■ GOAL OF THE EXERCISE ■
Copy the lines from the one with "Find the green" through the last line, swapping "trace" for "draw" and changing nothing else.

■ DATASET EXTRACT ■
****

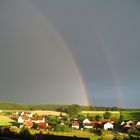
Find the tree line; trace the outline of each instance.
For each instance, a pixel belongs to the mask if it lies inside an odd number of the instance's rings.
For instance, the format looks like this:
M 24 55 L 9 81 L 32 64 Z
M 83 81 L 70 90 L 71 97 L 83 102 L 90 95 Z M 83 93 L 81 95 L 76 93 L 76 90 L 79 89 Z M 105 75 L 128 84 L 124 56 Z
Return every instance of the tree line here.
M 66 112 L 72 110 L 73 105 L 61 105 L 61 104 L 23 104 L 14 102 L 0 102 L 1 110 L 52 110 Z M 119 107 L 103 107 L 103 106 L 83 106 L 74 105 L 77 110 L 81 111 L 125 111 L 125 110 L 140 110 L 140 109 L 125 109 Z

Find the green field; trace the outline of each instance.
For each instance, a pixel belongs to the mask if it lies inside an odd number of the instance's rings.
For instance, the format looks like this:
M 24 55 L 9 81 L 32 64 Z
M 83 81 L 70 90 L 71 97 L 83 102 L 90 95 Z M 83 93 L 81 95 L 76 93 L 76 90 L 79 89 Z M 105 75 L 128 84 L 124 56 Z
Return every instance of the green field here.
M 125 120 L 140 120 L 140 111 L 122 111 Z
M 0 126 L 10 126 L 10 125 L 12 125 L 12 124 L 8 121 L 0 120 Z
M 119 119 L 119 117 L 120 117 L 120 112 L 119 111 L 109 111 L 109 112 L 111 112 L 111 117 L 112 118 Z M 87 116 L 87 115 L 89 115 L 89 116 L 99 115 L 99 116 L 103 117 L 104 113 L 105 113 L 105 111 L 82 111 L 81 114 L 84 115 L 84 116 Z
M 82 111 L 82 115 L 84 116 L 103 116 L 105 111 Z M 119 111 L 109 111 L 111 112 L 111 118 L 117 118 L 120 117 Z M 124 116 L 124 120 L 140 120 L 140 111 L 122 111 L 122 114 Z

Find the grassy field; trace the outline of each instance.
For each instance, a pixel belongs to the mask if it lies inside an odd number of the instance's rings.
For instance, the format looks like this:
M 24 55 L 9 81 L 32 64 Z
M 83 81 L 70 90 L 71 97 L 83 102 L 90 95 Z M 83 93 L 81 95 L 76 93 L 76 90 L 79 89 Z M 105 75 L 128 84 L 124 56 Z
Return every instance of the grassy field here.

****

■ ANSWER IN FULL ■
Find the green field; draw the outline of each instance.
For each instance, a pixel belongs to the mask if it lies inside an odd number of the instance's rings.
For instance, the format looks like this:
M 24 55 L 9 81 L 32 64 Z
M 83 81 L 70 90 L 71 97 L 83 102 L 90 95 Z M 83 93 L 81 95 L 76 93 L 76 90 L 79 89 Z M 105 75 L 128 84 L 124 56 Z
Return every instance of the green field here.
M 125 120 L 140 120 L 140 111 L 122 111 Z
M 0 126 L 10 126 L 10 125 L 12 125 L 12 124 L 8 121 L 0 120 Z
M 119 119 L 119 117 L 120 117 L 120 112 L 119 111 L 109 111 L 109 112 L 111 112 L 111 117 L 112 118 Z M 87 116 L 87 115 L 89 115 L 89 116 L 99 115 L 99 116 L 103 117 L 104 113 L 105 113 L 105 111 L 82 111 L 81 114 L 84 115 L 84 116 Z
M 82 111 L 82 115 L 84 116 L 103 116 L 105 111 Z M 119 111 L 109 111 L 111 112 L 111 118 L 117 118 L 120 117 Z M 124 116 L 124 120 L 140 120 L 140 111 L 122 111 L 122 114 Z

Find the grassy field; draw the outline of each instance.
For each instance, a pixel belongs to the mask if it lies inside an odd number of the instance's rings.
For instance, the format looks like this:
M 24 55 L 9 81 L 32 64 Z
M 83 81 L 70 90 L 71 97 L 83 102 L 90 95 Z M 83 93 L 81 95 L 76 93 L 76 90 L 79 89 Z M 105 75 L 128 84 L 124 56 Z
Return every instance of the grassy field here.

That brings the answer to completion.